> _TESTO FORNITO_:
___

In realtà, non può parlarsi di informazione come bene, univocamente, per tutte le fattispecie, ma occorre far riferimento, singolarmente, agli interessi che ne sono alla base.

A giudizio di parte di autorevole dottrina, il fondamento normativo del riconoscimento giuridico del bene-informazione andrebbe individuato attraverso il rimando ai principi dell’ordinamento giuridico: il riconoscimento avverrebbe in via mediata, rifacendosi all’esigenza di conoscenza della collettività[14]. Altri, forse in modo più formalista, ritengono, invece, che l’informazione sia un bene giuridico nei soli casi in cui il diritto positivo lo abbia riconosciuto come tale.

A prescindere da quella che può essere la soluzione adottata, preme ricordare che nel concetto di informazione convivono due esigenze contrapposte: la possibilità di metterla in circolazione ed il potere di disporne e di goderne in via esclusiva. 

L’informazione, infatti, può essere trasmessa nei modi più disparati, spesso in incertas personas, ed è molto difficile – in taluni casi finanche impossibile – configurare un diritto esclusivo di godimento (nonché forme di relativa tutela)  in capo a determinati soggetti.

«S’il est de l’essence de l’information d’être communicable, il est dans sa nature d’être communiquée»: questa affermazione è vera, ma non tiene conto di un altro aspetto che rappresenta, parimenti, la natura dell’informazione.

Accanto alle informazioni che si realizzano tramite la diffusione, ne esistono altre che sono direttamente connesse ai diritti della personalità (si pensi, per rifarci ad un esempio conosciuto, ai dati personali), la cui comunicazione all’esterno è limitata.

Il problema deve essere allora affrontato alla radice, tenendo conto che «l’informazione appare una realtà intrinseca, che preesiste alle utilizzazioni delle quali può costituire oggetto e che richiede una protezione in quanto tale»[15]. Tuttavia, come altri hanno sostenuto, è forse vero che siamo di fronte a «des idées et des conceptions normalement restées au stade de l’implicite ou au moins souffrant d’un défaut de théorisation», prive di qualsiasi analisi che non sia limitata ad un singolo settore o frammentaria e che analizzi il problema in maniera globale, formulando dei principi che siano applicabili, pur con i dovuti adattamenti, ad ogni fattispecie possibile.

___

> _RIGHE_:
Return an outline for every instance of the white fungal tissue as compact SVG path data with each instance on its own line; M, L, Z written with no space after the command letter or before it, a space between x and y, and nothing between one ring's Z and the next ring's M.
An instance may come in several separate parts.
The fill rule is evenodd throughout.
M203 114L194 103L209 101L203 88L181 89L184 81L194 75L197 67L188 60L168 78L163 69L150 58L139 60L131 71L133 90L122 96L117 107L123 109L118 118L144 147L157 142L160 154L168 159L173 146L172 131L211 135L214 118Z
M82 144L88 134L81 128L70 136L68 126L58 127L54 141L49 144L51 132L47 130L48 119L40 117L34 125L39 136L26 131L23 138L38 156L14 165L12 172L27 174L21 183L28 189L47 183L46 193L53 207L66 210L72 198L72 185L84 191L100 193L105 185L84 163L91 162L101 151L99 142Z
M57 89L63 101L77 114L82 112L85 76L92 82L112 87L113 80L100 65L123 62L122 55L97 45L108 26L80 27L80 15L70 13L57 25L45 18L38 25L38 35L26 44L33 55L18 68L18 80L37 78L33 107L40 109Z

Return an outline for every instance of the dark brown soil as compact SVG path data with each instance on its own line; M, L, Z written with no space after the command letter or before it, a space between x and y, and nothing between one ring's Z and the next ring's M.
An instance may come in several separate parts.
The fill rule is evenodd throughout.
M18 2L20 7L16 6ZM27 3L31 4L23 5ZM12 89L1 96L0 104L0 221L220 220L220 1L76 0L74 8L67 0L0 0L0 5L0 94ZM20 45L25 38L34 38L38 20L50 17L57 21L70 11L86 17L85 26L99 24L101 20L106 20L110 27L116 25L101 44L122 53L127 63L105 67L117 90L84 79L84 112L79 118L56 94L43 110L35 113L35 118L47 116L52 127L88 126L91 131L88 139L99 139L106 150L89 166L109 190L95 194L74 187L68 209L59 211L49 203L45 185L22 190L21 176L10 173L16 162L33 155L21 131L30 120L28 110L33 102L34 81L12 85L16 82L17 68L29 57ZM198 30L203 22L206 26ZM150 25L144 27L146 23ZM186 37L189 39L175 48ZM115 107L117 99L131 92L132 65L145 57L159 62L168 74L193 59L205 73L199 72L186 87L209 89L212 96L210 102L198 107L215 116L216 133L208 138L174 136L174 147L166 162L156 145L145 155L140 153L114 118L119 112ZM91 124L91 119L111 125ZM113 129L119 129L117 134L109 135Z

___

> _ELENCO ATTIVITÀ_:
A) Modifica il testo sull'informazione come bene giuridico e riscrivi tutto ciò che va da "Accanto alle informazioni" giù fino a "all’esterno è limitata.", sostituendo "esempio conosciuto" con "esempio noto".
B) Per favore, riprendi il testo sull'informazione come bene giuridico e proseguilo dal punto in cui si ferma.

> _RISULTATI FINALI_:
A)
Accanto alle informazioni che si realizzano tramite la diffusione, ne esistono altre che sono direttamente connesse ai diritti della personalità (si pensi, per rifarci ad un esempio noto, ai dati personali), la cui comunicazione all’esterno è limitata.

B)
In definitiva, analizzare se un’informazione sia configurabile come bene giuridico significa anche individuare il regime relativo alla sua tutela, alla sua disponibilità ed all’individuazione del soggetto (o dei soggetti) che sulla stessa possono vantare dei diritti.

Si ritiene che l’informazione «appartient, toujours en principe, à son auteur, c’est-à-dire à celui qui la met en forme pour la rendre communicable»[16]: l’informazione appartiene in via originaria al suo creatore, a colui che, in altre parole, le ha dato forma, racchiudendola in un qualsiasi supporto (anche di natura non necessariamente materiale: si pensi, ad esempio, alla parola)[17] atto a realizzarne la comunicazione ad altri.

Fino al momento in cui avviene questa fase, l’informazione non è ancora stata creata: la semplice idea, non esplicitata ed insita solo nella mente del suo creatore, non costituisce informazione ed, in quanto tale, non può ottenere dall’ordinamento alcun riconoscimento.

Schematicamente, è possibile individuare tre modi di creare l’informazione.

Innanzi tutto, le informazioni si configurano come opere dell’ingegno, nelle quali vi è una creazione da parte dell’autore, che, attraverso questo processo, diviene l’unico legittimato a disporne. In secondo luogo, vi sono le cc.dd. informazioni nominative, relative a persone o a patrimoni, nelle quali non rileva la volontà del soggetto e che sono conseguenza della legge o di un atto giuridico. Infine, vi sono i cc.dd. dati liberi, che non appartengono a nessuno e che si configurano come res nullius o come informazioni non più tutelate e cadute in pubblico dominio.

Tuttavia, in quest’ultimo caso, non appare molto corretto parlare di creazione, dal momento che ci troviamo di fronte a dati che non necessitano da parte del soggetto né di una manifestazione di volontà, né di un atto in alcun modo finalizzato all’acquisizione esclusiva di essa.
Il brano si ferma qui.